What is expected :: Format the lines below as a Markdown table with the columns No. and Line, leaving out any blank lines. Begin at the line that has "Exercise. Point out every instance of the white container" and stop after the one with "x=27, y=184".

[BEGIN Provided information]

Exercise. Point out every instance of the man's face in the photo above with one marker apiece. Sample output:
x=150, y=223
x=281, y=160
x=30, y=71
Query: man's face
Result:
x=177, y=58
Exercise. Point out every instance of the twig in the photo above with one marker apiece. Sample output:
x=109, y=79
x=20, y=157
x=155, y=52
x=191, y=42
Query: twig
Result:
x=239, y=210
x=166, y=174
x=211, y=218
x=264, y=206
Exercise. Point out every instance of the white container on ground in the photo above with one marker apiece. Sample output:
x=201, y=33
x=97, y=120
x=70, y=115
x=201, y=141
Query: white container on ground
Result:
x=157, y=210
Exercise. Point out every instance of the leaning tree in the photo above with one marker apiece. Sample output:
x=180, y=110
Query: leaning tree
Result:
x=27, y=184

[END Provided information]
[BEGIN Provided information]

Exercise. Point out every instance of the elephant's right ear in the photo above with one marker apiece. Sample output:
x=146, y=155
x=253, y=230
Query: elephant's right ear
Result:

[END Provided information]
[BEGIN Provided information]

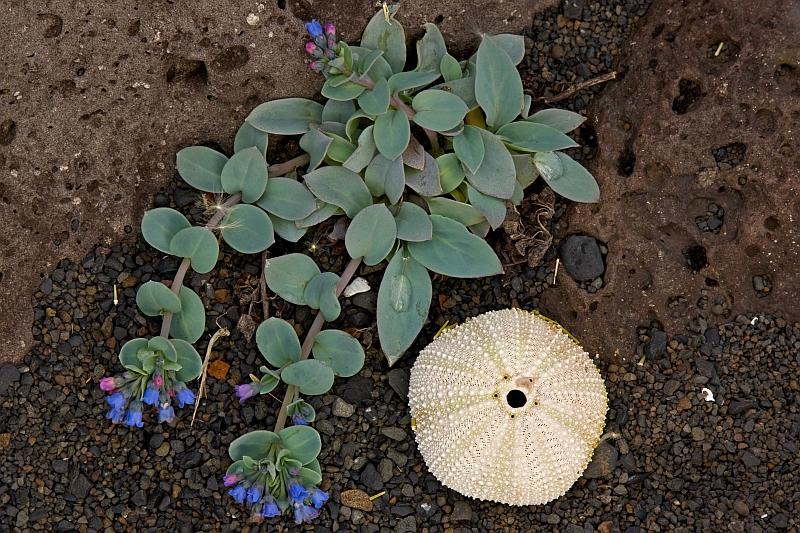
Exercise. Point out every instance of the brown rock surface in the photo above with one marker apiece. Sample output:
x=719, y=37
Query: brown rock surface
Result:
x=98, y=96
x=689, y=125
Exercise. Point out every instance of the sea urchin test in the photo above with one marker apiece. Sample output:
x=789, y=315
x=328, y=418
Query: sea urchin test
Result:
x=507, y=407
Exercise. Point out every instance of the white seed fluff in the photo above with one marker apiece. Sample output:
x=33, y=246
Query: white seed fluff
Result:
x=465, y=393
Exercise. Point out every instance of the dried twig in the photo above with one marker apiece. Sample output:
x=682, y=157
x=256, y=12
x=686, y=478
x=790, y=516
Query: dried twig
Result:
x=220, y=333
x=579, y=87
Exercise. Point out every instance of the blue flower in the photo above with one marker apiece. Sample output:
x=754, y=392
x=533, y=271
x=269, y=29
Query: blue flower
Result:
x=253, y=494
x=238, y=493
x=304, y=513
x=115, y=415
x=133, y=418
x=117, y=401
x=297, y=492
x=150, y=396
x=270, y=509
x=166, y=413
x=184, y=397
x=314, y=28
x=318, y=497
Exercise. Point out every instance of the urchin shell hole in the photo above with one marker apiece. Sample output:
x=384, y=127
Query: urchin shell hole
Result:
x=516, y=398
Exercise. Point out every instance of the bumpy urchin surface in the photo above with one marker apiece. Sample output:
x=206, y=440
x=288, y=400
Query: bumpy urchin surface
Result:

[END Provided information]

Output below ::
| No. | Line |
|---|---|
| 1 | Exercise. Point out every instance of the white container on ground in the photo above with one marker apiece. Sample output: |
| 2 | x=201, y=33 |
| 3 | x=97, y=120 |
| 4 | x=70, y=115 |
| 5 | x=201, y=141 |
| 6 | Query: white container on ground |
| 7 | Result: |
| 8 | x=157, y=210 |
| 9 | Exercise. Point out every instance of the leaning tree in the photo above with one marker apiece. Sample output: |
| 10 | x=180, y=110 |
| 11 | Query: leaning tree |
| 12 | Result: |
| 13 | x=27, y=184 |